Imagine
a seguinte situação hipotética:
João
e Francisca eram casados.
Determinado
dia, tiveram uma grave discussão e ele disse que iria matar a mulher.
No
mesmo instante, Francisca decidiu que não queria mais viver com ele e, com medo
da ameaça, procurou a Delegacia da Mulher.
O Ministério Público ofereceu denúncia contra
João pela prática do crime de ameaça, previsto no art. 147 do Código Penal:
Art.
147. Ameaçar alguém, por palavra, escrito ou gesto, ou qualquer outro meio
simbólico, de causar-lhe mal injusto e grave:
Pena
- detenção, de um a seis meses, ou multa.
Parágrafo
único - Somente se procede mediante representação.
Qual
é a natureza da ação penal no caso do crime de ameaça?
Trata-se
de crime de ação penal pública condicionada. Assim, a denúncia somente pode ser
oferecida se houver representação da vítima (art. 147, parágrafo único, do CP).
A
pena do crime de ameaça é de 1 a 6 meses de detenção. Trata-se, portanto, de
infração de menor potencial ofensivo. Por que não foram aplicadas, no exemplo
acima, as medidas despenalizadoras da Lei nº 9.099/95 (suspensão condicional do
processo e transação penal)?
A Lei Maria da Penha proíbe expressamente
que se aplique a Lei nº 9.099/95 para os crimes praticados com violência
doméstica e familiar contra a mulher. Veja:
Art.
41. Aos crimes praticados com violência doméstica e familiar contra a mulher,
independentemente da pena prevista, não se aplica a Lei 9.099, de 26 de
setembro de 1995.
Por
essa razão, a suspensão condicional do processo e a transação penal não se
aplicam na hipótese de delitos sujeitos ao rito da Lei Maria da Penha. Nesse
sentido:
Súmula 536-STJ: A
suspensão condicional do processo e a transação penal não se aplicam na
hipótese de delitos sujeitos ao rito da Lei Maria da Penha.

+++

§ **Tarefa proposta**:
Dê continuidade ao trecho sobre o crime de ameaça e a Lei Maria da Penha, começando logo após a última frase apresentada.

+++

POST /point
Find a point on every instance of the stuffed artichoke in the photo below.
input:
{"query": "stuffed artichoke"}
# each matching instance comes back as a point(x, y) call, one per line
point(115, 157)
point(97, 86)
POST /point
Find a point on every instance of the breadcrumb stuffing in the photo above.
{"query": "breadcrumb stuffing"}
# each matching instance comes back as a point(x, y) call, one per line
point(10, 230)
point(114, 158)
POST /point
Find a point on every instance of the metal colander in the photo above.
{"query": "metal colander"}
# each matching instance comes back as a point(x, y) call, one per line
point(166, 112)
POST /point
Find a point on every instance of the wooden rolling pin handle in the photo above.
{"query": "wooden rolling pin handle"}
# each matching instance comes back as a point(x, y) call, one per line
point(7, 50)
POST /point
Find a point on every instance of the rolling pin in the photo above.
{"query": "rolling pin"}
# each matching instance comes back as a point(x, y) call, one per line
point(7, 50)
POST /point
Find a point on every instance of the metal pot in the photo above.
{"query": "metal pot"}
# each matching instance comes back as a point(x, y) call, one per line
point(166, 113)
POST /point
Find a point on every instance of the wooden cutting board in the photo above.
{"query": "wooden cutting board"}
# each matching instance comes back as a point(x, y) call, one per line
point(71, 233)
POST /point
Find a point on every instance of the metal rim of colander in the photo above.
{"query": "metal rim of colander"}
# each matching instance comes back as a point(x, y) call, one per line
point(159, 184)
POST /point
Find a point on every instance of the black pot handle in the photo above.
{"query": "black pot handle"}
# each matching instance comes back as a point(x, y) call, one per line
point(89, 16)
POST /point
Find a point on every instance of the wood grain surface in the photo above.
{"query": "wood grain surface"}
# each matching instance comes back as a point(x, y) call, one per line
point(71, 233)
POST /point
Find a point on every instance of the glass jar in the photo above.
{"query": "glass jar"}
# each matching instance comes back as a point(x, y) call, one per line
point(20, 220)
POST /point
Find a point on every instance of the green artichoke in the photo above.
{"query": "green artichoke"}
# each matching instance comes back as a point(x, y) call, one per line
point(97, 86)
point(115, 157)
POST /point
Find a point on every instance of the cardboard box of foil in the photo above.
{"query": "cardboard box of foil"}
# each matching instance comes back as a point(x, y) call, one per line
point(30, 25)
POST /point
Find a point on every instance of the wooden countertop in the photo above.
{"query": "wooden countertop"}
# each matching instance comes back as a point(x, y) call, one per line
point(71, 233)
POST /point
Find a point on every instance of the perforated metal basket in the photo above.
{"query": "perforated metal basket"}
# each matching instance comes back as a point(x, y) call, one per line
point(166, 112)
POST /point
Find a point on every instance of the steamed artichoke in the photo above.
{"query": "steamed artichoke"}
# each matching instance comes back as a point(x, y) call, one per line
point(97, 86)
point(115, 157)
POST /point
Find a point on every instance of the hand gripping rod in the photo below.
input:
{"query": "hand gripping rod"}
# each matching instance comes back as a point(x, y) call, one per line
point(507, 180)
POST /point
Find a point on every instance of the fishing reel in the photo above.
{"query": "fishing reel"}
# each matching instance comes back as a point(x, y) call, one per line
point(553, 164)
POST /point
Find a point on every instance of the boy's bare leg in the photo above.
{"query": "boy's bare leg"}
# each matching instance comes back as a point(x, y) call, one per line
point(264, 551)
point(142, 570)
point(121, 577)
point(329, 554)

+++

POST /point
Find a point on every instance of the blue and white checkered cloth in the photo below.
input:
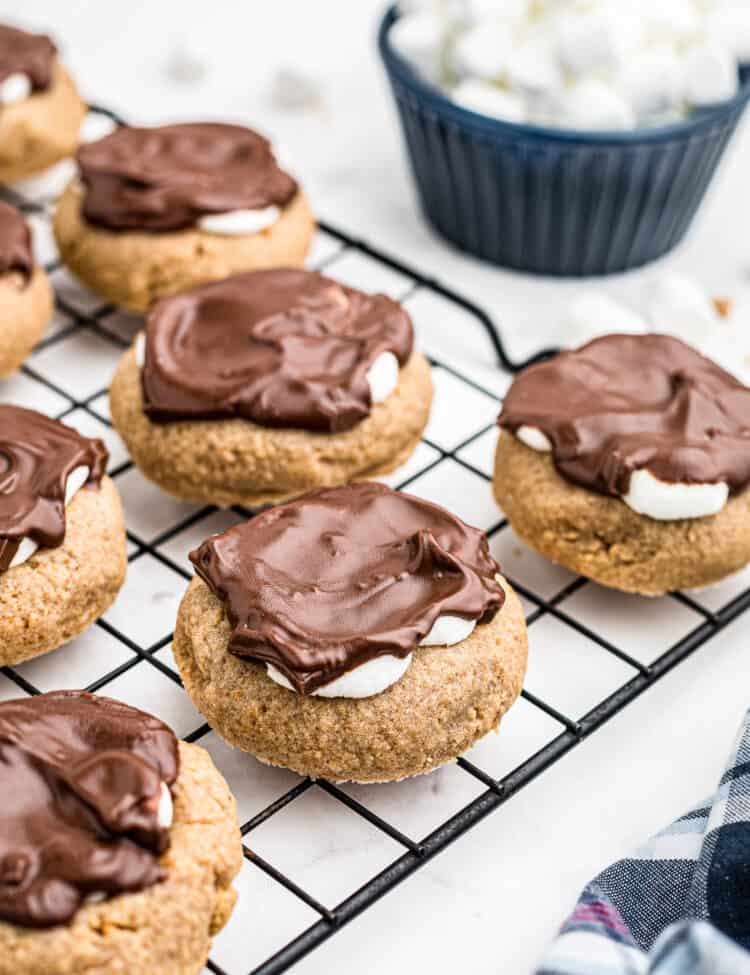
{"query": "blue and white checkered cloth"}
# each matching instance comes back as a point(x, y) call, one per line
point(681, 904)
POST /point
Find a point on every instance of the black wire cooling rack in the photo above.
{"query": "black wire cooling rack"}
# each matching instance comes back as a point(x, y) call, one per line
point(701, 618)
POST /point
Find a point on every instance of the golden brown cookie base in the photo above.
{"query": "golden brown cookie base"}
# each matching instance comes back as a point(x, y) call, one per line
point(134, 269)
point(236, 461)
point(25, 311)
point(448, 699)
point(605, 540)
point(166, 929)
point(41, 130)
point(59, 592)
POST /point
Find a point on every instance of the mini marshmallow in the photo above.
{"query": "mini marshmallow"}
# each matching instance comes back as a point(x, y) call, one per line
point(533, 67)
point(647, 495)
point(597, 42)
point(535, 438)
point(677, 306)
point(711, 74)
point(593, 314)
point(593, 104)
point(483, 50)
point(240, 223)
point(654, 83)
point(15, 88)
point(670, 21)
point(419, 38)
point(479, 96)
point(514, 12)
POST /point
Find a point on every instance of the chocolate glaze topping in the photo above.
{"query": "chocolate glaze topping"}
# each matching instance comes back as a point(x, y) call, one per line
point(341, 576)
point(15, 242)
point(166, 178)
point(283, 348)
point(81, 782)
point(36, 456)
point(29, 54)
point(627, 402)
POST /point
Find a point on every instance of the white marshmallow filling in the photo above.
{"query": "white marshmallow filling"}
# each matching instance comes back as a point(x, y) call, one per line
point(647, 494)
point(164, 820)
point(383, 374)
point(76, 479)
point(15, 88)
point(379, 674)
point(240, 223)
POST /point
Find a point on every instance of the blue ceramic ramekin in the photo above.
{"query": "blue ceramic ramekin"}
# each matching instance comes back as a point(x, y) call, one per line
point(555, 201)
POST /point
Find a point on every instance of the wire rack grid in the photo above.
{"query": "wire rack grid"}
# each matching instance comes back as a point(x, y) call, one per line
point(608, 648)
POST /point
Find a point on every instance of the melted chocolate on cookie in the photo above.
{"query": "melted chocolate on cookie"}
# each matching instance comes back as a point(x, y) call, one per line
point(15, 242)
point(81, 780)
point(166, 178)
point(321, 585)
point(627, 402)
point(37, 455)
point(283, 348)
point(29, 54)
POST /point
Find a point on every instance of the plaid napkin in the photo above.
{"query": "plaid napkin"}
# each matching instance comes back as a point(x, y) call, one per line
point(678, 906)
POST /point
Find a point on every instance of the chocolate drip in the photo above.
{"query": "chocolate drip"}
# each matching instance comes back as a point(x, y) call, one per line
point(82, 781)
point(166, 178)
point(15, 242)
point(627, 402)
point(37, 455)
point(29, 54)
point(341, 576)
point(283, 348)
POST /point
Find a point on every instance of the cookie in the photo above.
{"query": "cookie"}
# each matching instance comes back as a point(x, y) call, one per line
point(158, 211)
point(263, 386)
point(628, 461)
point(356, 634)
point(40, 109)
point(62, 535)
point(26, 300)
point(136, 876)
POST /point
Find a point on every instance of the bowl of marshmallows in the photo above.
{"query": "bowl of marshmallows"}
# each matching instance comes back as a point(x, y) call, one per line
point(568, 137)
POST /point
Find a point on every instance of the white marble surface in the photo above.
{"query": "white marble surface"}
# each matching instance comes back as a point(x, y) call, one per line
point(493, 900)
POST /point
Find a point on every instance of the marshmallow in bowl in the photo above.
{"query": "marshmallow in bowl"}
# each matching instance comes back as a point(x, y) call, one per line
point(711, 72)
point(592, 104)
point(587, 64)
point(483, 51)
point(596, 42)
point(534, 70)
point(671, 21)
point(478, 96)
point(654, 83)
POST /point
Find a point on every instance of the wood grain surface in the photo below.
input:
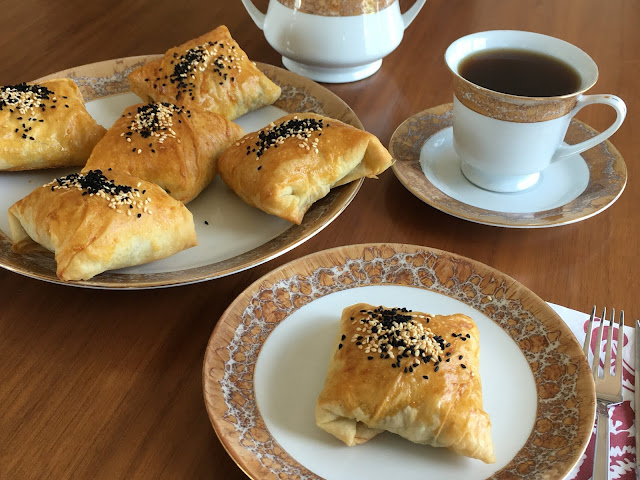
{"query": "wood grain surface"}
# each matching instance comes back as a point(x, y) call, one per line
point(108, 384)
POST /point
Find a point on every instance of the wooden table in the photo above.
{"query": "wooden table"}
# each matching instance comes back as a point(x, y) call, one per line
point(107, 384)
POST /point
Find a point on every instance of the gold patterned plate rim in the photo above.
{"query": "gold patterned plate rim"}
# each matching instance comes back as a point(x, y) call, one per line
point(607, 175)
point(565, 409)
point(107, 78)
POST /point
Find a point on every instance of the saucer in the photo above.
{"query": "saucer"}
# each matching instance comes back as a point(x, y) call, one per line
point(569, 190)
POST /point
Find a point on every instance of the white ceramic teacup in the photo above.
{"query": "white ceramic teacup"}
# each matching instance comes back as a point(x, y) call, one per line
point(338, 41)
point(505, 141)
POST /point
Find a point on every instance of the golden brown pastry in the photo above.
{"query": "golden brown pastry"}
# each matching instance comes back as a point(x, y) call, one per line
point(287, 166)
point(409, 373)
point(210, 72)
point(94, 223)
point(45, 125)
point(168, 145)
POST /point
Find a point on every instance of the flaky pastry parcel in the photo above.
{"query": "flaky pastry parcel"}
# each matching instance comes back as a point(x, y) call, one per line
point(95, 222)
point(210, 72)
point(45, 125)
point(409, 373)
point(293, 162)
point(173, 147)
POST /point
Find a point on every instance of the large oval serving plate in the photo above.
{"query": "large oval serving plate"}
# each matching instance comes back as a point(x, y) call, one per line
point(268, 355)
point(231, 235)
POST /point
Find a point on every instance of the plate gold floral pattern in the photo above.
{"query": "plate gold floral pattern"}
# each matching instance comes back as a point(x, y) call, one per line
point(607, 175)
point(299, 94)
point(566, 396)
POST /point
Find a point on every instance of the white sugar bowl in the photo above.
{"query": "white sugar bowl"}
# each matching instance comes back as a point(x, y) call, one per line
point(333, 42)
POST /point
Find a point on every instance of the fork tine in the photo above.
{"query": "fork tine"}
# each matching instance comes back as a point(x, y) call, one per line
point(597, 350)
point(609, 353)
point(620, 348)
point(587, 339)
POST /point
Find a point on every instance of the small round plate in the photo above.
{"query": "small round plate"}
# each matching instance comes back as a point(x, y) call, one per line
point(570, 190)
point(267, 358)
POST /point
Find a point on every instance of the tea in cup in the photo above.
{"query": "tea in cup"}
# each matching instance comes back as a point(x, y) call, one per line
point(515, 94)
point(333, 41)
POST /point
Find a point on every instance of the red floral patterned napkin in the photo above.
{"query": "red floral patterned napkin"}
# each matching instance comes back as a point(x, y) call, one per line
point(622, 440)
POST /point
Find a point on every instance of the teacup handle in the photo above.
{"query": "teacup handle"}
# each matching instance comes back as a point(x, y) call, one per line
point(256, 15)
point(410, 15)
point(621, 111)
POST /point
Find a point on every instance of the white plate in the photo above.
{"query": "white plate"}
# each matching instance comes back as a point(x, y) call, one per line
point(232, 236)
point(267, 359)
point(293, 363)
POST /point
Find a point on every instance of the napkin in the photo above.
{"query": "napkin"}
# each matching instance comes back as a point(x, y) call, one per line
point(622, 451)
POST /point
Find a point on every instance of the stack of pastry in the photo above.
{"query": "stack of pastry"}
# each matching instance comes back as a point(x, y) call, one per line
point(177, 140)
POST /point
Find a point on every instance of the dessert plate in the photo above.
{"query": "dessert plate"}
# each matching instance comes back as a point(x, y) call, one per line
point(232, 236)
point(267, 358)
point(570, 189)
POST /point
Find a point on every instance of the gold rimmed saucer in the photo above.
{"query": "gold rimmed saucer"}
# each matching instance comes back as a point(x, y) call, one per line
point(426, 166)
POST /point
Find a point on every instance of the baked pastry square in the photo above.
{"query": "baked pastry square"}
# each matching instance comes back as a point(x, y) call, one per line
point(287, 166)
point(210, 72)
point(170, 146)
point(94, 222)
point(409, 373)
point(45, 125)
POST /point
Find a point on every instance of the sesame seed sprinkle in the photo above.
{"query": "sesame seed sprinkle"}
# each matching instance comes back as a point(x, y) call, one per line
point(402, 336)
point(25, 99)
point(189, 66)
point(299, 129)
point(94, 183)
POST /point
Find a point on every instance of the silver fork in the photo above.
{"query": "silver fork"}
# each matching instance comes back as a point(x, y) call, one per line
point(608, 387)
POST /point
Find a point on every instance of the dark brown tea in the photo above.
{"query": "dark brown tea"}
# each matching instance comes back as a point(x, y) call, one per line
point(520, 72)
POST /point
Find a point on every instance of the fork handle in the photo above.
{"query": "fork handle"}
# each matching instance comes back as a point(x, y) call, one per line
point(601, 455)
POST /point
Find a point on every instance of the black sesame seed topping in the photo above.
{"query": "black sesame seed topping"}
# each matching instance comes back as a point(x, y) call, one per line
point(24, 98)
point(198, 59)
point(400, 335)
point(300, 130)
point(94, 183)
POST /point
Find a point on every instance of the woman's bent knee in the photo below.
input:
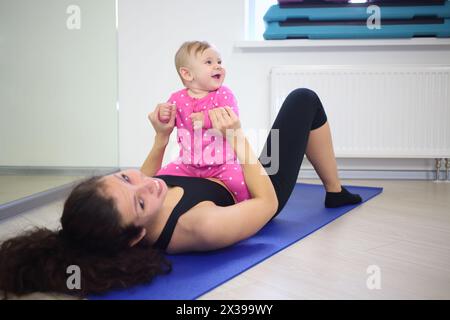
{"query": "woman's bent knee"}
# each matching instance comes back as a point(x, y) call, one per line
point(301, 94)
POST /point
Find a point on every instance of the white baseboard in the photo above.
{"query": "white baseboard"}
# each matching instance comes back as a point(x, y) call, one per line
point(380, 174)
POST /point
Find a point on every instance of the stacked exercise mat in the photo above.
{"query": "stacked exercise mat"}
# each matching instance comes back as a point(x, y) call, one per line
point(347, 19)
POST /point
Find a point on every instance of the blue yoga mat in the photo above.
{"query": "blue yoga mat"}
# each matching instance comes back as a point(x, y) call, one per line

+++

§ **Resultado da tarefa**:
Alguns
de vocês podem estar se perguntando: “eu já ouvi dizer que a lesão corporal
leve é crime de ação pública condicionada, salvo no caso de violência
doméstica”. Isso significa que todo crime praticado contra a mulher envolvendo
violência doméstica será de ação pública incondicionada?
NÃO.
Realmente, a lesão corporal leve cometida em
detrimento da mulher, no âmbito doméstico e familiar, é crime de ação pública
incondicionada. Isso porque o art. 88 da Lei nº 9.099/95 não se aplica para os
casos de violência doméstica:
Art.
88. Além das hipóteses do Código Penal e da legislação especial, dependerá de
representação a ação penal relativa aos crimes de lesões corporais leves e
lesões culposas.
Existe
até um enunciado do STJ nesse sentido:
Súmula 542-STJ: A ação
penal relativa ao crime de lesão corporal resultante de violência doméstica
contra a mulher é pública incondicionada.
Por
outro lado, é errado dizer que todos os crimes praticados contra a mulher, em
sede de violência doméstica, serão de ação penal incondicionada. Continuam
existindo crimes praticados contra a mulher (em violência doméstica) que são de
ação penal condicionada, desde que a exigência de representação esteja prevista
no Código Penal ou em outras leis, que não a Lei nº 9.099/95.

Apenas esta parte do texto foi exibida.